Supplied data below:
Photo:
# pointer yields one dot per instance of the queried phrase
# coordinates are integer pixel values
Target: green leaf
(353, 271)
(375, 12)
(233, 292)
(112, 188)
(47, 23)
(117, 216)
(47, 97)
End of Supplied data.
> _Exercise prompt_: Transcribe each record exactly as it is written above.

> _Task output_:
Photo:
# pointer yields one dot per instance of the queried phrase
# coordinates are integer pixel values
Target: green leaf
(353, 271)
(375, 12)
(233, 292)
(112, 188)
(47, 23)
(117, 216)
(47, 97)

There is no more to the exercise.